-------- SUPPLIED ENTRIES --------

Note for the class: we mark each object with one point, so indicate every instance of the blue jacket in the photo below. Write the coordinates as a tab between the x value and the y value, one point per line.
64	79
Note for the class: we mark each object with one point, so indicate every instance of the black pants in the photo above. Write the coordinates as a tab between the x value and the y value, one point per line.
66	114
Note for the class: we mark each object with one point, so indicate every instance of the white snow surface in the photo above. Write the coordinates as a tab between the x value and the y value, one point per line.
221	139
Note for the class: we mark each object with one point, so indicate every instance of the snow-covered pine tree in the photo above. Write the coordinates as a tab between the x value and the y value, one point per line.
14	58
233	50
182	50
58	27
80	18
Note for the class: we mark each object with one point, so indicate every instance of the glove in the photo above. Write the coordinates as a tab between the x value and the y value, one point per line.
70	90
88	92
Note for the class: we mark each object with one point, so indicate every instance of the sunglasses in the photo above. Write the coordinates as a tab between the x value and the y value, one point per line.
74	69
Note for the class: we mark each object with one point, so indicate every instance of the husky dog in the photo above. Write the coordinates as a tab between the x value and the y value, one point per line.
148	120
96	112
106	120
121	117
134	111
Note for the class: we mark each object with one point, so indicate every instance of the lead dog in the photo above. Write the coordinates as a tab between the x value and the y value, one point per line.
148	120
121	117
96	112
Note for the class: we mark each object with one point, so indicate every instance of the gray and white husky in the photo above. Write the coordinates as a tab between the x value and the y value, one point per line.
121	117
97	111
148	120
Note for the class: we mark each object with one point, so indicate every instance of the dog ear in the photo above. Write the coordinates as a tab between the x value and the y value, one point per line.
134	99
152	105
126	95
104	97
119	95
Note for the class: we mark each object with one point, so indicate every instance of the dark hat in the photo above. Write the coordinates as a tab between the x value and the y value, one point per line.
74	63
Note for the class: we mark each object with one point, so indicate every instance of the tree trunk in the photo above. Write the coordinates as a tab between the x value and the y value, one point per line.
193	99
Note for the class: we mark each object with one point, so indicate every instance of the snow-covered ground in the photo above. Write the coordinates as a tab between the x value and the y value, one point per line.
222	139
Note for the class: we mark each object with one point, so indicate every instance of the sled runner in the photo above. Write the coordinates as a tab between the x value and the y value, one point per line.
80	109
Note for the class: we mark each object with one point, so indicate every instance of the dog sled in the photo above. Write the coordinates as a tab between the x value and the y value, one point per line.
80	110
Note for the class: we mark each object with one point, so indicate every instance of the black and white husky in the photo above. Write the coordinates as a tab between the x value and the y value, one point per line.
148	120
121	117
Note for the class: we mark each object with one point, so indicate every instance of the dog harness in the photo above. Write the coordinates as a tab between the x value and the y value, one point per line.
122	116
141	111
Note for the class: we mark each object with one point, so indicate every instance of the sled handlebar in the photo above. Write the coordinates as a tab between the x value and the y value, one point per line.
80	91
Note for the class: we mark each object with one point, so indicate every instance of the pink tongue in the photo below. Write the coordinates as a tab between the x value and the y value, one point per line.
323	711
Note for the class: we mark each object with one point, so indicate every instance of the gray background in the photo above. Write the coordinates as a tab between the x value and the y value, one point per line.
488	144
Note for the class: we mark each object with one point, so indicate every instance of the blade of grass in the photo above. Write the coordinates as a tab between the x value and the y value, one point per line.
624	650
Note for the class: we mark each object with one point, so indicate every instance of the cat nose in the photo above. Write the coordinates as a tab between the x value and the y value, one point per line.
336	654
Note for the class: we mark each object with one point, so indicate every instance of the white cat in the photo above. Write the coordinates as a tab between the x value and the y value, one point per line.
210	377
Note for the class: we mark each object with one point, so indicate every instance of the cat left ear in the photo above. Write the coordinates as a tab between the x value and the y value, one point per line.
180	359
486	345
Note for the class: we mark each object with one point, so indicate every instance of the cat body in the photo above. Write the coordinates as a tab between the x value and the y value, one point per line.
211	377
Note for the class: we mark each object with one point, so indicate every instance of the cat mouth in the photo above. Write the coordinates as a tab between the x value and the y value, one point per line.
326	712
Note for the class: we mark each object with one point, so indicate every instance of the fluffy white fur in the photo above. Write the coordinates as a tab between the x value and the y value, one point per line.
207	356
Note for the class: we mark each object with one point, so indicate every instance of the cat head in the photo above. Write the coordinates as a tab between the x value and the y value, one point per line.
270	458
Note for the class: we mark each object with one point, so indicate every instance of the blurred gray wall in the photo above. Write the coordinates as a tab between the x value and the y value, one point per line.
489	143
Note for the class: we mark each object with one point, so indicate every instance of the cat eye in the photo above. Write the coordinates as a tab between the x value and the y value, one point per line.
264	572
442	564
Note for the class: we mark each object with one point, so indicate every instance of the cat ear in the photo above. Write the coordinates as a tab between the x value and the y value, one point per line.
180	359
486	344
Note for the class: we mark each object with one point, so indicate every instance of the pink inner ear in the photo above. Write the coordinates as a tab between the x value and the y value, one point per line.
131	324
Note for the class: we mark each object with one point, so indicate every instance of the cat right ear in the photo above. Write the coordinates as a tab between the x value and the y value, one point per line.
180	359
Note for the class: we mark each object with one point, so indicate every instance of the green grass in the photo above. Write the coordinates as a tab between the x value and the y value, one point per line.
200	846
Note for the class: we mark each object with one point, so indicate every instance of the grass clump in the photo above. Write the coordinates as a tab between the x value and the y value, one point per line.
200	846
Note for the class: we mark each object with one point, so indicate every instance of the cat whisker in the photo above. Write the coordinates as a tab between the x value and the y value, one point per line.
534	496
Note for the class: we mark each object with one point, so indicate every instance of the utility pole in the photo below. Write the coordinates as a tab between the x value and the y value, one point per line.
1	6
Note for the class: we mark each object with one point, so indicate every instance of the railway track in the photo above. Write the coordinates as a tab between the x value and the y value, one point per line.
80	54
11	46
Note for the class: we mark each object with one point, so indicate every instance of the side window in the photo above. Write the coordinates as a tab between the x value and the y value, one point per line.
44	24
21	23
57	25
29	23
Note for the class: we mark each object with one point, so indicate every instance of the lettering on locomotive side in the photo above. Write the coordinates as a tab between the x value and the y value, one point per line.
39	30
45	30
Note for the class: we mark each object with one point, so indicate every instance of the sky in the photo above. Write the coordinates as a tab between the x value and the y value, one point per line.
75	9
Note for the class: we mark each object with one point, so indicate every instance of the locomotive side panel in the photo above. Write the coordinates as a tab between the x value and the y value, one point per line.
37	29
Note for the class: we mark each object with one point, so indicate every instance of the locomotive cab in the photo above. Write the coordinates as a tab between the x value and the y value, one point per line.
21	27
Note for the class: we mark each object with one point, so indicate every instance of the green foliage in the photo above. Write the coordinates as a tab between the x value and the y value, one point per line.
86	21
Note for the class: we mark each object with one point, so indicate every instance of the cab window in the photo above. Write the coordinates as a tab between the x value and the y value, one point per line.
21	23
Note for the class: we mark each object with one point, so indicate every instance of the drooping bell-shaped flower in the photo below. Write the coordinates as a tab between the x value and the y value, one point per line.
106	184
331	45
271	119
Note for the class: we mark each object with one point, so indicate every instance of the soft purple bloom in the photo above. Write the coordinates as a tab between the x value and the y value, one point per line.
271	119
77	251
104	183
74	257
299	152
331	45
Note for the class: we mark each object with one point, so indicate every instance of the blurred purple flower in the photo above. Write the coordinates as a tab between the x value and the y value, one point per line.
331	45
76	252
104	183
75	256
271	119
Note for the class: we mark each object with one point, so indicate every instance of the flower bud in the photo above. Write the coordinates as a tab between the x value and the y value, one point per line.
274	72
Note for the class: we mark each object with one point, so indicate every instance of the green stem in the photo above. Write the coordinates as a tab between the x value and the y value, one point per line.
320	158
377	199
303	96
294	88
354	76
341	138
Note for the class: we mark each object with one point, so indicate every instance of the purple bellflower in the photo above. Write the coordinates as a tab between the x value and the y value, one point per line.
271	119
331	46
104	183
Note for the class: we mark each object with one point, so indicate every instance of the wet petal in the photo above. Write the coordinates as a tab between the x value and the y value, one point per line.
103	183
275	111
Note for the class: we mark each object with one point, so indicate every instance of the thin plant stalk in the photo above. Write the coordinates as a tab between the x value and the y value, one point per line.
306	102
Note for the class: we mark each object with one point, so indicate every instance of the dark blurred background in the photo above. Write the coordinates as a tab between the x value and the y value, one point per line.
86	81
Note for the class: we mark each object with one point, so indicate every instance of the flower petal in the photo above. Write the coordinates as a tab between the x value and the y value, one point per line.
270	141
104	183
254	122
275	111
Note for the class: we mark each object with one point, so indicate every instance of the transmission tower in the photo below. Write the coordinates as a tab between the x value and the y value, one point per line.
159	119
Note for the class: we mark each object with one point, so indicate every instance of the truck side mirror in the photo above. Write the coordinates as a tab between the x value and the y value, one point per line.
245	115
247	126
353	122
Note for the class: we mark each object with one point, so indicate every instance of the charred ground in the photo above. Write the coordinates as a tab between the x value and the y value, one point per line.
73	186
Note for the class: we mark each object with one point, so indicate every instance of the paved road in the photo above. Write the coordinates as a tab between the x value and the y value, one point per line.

--------

§ OBJECTIVE: Set down, unchanged, the line that contains "of the charred" together with every later line in the records, through the last one.

§ RESPONSE:
Note for the class: we mark each object with one point, so indicate every instance of the charred ground in the photo above. Write the coordinates as a tab between the x value and the y value, one point per line.
73	186
Note for the class: we mark each object with one point, so indicate every instance of the paved road in the photo above. Write the coordinates as a tab between the x value and the y value, one point per line.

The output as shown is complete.